-- START --

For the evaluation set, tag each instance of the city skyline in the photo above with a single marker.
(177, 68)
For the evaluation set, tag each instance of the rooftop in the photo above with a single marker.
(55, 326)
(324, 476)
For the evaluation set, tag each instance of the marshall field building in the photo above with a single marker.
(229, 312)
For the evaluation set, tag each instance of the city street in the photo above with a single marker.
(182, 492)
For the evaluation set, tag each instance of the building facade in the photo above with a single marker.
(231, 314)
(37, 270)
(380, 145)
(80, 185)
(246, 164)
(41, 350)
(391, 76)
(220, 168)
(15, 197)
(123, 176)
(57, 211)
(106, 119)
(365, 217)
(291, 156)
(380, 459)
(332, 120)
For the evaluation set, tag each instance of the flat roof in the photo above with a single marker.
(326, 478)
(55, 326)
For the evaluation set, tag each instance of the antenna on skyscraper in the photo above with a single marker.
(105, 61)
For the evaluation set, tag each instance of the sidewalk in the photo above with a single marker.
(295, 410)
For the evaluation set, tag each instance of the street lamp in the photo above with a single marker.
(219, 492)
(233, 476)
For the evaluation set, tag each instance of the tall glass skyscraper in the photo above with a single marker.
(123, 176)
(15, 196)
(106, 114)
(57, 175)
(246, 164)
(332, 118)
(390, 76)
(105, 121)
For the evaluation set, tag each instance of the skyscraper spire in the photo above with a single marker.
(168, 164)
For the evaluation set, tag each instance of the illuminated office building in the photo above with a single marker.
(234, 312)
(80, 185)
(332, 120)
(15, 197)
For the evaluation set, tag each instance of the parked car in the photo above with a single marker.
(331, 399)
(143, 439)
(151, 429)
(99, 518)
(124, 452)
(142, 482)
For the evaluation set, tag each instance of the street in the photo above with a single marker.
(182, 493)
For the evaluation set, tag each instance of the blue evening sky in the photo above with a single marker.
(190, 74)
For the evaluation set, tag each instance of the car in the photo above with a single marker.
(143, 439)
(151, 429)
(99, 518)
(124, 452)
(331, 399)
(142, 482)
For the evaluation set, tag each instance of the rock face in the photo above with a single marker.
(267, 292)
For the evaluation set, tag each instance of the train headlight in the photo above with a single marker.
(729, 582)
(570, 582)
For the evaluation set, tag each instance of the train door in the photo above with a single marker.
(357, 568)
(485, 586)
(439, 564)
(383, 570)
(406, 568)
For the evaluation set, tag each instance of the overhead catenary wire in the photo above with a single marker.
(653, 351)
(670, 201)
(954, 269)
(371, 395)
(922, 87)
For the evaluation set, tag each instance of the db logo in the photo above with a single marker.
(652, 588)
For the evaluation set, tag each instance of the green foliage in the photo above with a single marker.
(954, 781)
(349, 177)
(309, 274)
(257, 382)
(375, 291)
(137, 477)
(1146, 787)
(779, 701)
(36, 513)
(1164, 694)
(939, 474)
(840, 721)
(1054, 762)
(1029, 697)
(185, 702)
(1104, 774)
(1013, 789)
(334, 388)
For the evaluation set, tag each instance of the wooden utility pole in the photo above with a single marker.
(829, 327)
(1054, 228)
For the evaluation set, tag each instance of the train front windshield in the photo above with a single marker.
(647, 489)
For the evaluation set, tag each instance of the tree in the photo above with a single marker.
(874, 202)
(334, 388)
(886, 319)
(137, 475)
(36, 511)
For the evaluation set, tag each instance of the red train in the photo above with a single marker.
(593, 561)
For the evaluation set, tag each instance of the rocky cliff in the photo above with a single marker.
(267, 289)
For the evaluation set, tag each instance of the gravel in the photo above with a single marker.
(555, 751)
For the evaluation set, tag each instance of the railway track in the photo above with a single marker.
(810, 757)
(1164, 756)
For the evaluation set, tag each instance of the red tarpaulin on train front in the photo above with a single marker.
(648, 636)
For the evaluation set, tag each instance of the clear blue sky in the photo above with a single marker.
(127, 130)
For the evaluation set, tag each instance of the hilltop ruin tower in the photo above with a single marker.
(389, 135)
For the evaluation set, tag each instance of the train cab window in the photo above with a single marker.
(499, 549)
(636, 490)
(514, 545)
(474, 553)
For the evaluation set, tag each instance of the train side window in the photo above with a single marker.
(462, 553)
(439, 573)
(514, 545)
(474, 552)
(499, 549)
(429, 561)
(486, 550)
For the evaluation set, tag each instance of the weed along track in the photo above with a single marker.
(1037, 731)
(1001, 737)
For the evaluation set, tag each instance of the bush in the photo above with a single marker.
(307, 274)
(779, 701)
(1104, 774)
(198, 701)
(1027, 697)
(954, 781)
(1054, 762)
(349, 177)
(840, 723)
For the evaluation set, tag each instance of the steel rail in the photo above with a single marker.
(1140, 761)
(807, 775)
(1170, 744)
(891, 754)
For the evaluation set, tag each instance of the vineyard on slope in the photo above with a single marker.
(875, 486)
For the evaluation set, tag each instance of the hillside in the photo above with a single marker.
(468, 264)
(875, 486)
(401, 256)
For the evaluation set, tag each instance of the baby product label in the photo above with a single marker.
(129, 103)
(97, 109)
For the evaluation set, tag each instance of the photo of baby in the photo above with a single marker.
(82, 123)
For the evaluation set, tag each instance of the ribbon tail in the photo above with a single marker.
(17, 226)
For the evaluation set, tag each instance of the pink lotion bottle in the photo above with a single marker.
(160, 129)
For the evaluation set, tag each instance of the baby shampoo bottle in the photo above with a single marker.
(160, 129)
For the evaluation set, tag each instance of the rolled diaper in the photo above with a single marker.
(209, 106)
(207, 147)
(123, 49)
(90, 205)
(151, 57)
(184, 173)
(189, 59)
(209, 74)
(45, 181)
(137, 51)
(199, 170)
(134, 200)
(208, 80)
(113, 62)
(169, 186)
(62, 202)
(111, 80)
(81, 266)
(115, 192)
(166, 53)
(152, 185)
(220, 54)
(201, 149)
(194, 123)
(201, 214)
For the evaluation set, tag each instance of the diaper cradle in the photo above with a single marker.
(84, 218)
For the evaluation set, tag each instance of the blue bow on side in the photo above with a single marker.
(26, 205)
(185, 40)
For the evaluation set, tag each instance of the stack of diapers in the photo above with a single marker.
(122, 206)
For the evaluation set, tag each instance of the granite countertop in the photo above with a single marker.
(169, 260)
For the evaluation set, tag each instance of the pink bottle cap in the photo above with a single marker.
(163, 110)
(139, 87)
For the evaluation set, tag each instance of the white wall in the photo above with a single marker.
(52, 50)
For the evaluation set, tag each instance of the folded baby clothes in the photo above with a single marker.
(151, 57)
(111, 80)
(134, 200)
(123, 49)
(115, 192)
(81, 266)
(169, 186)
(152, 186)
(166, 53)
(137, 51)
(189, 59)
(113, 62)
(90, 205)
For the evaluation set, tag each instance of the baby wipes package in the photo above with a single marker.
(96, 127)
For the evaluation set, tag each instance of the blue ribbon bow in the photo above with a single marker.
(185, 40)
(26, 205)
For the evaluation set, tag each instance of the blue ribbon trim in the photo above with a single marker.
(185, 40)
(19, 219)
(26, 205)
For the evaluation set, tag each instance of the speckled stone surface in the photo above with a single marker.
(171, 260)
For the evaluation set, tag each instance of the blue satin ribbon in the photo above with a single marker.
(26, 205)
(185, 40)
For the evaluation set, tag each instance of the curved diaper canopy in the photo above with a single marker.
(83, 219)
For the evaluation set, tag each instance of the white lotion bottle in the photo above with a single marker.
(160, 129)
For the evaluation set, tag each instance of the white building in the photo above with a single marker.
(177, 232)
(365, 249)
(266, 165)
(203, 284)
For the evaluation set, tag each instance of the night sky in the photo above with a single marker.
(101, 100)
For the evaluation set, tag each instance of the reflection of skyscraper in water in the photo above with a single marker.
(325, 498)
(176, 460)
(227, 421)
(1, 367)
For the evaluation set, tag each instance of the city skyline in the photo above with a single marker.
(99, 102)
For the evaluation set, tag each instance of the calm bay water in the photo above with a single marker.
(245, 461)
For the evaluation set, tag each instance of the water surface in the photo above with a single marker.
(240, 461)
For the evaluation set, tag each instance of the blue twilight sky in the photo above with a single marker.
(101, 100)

-- END --

Exercise requirements
Copy out, word for word, the lines starting with the one that contains "For the evaluation set, tag each instance of the speckled" and ending with the last line above, including both of those lines.

Response below
For the evaluation set, tag each instance of the speckled stone surface in the photo above with a single marker.
(171, 260)
For the evaluation set, tag each instance of the blue satin ribbon in the photo above with a single marker.
(26, 205)
(185, 40)
For the evaluation set, tag each instance of the curved diaper canopy in the photo above with a single marker.
(83, 219)
For the evaluation set, tag each instance of the white lotion bottle in the photo above with a single marker.
(160, 129)
For the evaluation set, tag each instance of the white building in the photo above with a single marker.
(177, 232)
(365, 249)
(266, 165)
(203, 284)
For the evaluation set, tag each instance of the night sky in the photo above with a single marker.
(101, 100)
For the evaluation set, tag each instance of the reflection of skyscraper in water in the photo above with a single marker.
(325, 498)
(176, 460)
(227, 421)
(1, 367)
For the evaluation set, tag each instance of the city skyline in the photo above with a single marker.
(99, 102)
For the evaluation set, tag each instance of the calm bay water in the photo above with a single marker.
(245, 461)
For the evaluation set, tag each instance of the water surface in the photo above with a single marker.
(240, 461)
For the evaluation set, tag each instance of the blue twilight sky in the photo above with a single marker.
(101, 100)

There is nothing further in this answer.